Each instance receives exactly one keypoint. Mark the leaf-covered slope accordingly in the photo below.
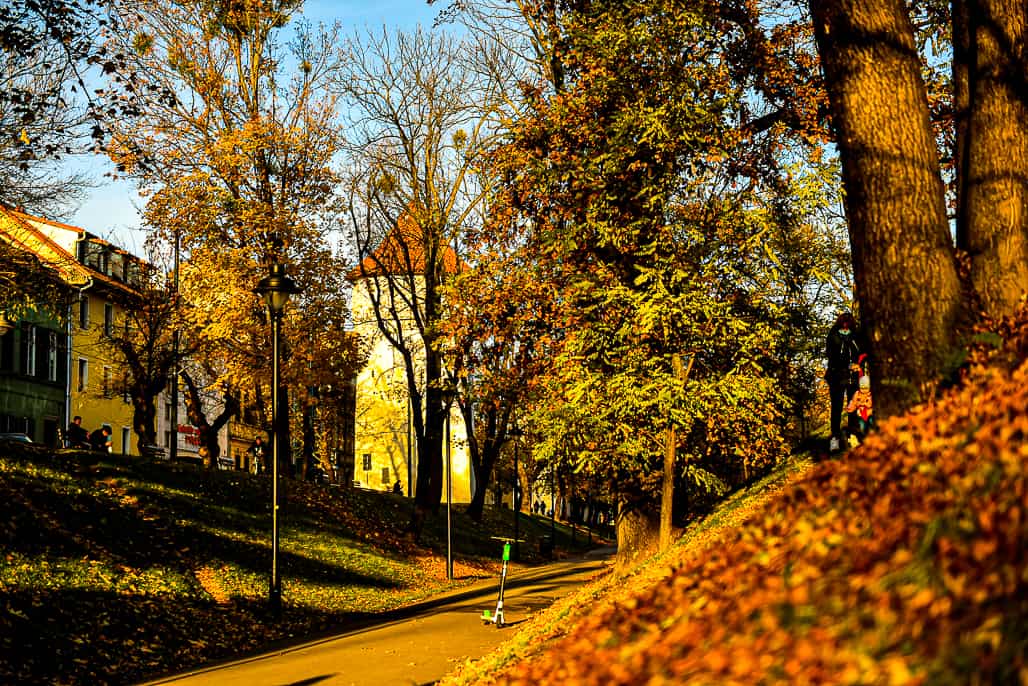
(904, 562)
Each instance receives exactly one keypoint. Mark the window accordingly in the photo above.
(108, 319)
(51, 358)
(83, 311)
(30, 351)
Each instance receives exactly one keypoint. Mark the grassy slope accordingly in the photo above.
(132, 569)
(904, 562)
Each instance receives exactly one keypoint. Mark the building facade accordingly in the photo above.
(384, 447)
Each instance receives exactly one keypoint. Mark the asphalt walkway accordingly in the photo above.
(415, 645)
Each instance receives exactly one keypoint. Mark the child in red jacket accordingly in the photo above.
(861, 417)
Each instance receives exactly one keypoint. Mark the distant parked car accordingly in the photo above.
(153, 452)
(15, 437)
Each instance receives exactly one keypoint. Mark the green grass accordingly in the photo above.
(123, 570)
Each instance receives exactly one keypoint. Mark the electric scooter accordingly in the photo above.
(497, 617)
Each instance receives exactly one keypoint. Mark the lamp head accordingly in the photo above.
(276, 288)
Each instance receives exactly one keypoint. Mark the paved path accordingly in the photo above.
(415, 645)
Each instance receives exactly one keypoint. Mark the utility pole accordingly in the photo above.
(173, 448)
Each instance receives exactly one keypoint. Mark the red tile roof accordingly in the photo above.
(402, 251)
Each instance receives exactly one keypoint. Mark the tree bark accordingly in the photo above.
(637, 529)
(670, 450)
(904, 265)
(210, 450)
(992, 148)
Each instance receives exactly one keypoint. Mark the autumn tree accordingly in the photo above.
(418, 117)
(142, 345)
(648, 210)
(914, 298)
(239, 169)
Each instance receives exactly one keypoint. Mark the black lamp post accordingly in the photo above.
(276, 289)
(515, 433)
(448, 394)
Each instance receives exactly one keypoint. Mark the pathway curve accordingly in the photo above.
(415, 645)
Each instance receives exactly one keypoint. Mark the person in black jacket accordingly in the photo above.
(77, 435)
(843, 351)
(100, 439)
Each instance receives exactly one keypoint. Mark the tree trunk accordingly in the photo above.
(144, 418)
(670, 450)
(906, 274)
(992, 149)
(210, 450)
(638, 531)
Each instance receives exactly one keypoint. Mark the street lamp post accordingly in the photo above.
(276, 289)
(448, 394)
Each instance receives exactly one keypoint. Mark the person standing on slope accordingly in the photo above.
(843, 352)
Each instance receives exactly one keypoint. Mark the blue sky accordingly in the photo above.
(111, 210)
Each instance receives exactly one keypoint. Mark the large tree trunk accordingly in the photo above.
(906, 275)
(210, 450)
(144, 419)
(992, 148)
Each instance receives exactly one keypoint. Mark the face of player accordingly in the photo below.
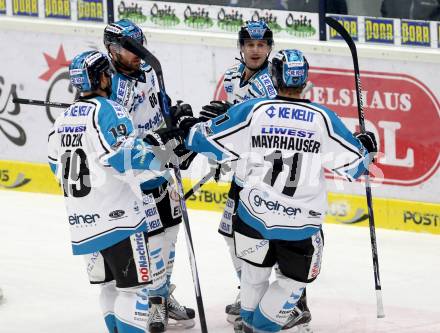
(129, 60)
(255, 52)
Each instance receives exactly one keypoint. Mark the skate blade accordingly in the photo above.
(231, 318)
(180, 324)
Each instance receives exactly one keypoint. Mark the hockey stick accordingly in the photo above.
(196, 187)
(346, 36)
(17, 100)
(149, 58)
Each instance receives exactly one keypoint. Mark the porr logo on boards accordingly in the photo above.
(401, 110)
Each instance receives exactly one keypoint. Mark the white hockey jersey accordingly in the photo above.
(286, 144)
(95, 155)
(238, 90)
(139, 96)
(258, 86)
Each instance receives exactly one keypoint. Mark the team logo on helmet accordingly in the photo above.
(258, 30)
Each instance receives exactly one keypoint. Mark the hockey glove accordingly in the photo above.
(214, 109)
(368, 140)
(183, 117)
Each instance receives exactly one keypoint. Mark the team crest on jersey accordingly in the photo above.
(271, 112)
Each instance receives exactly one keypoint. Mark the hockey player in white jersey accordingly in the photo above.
(135, 87)
(286, 143)
(96, 156)
(246, 80)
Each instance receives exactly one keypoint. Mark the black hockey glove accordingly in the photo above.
(368, 140)
(214, 109)
(161, 137)
(183, 117)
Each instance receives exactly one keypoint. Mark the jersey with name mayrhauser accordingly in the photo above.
(96, 156)
(139, 96)
(286, 144)
(259, 85)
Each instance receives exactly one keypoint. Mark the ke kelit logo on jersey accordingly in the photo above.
(117, 214)
(402, 112)
(261, 204)
(165, 16)
(140, 255)
(267, 82)
(71, 129)
(153, 219)
(289, 131)
(86, 219)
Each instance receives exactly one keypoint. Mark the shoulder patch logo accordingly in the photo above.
(271, 112)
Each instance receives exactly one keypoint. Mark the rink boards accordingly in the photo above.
(343, 208)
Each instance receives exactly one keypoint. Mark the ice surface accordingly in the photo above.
(46, 288)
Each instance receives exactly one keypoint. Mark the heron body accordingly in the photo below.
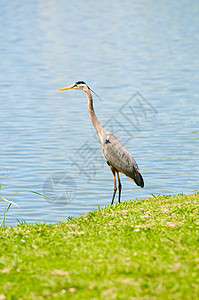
(116, 154)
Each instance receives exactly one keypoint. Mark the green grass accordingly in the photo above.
(144, 249)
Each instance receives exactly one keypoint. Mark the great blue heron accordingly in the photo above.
(117, 155)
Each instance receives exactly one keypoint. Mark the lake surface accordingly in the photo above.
(141, 57)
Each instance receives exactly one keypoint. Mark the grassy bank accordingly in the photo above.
(137, 250)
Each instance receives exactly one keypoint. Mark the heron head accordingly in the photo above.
(79, 85)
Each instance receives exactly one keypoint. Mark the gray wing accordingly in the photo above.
(120, 158)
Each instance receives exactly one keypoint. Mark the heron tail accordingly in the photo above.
(137, 178)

- - - - -

**WHAT YOU SHOULD DO**
Reproduce verbatim everything from the line containing "Each instance receives exactly one keypoint. Mark the heron tail" down to the end of the records.

**RESULT**
Each instance receives exactly one keypoint. Mark the heron tail accordingly in the photo above.
(137, 178)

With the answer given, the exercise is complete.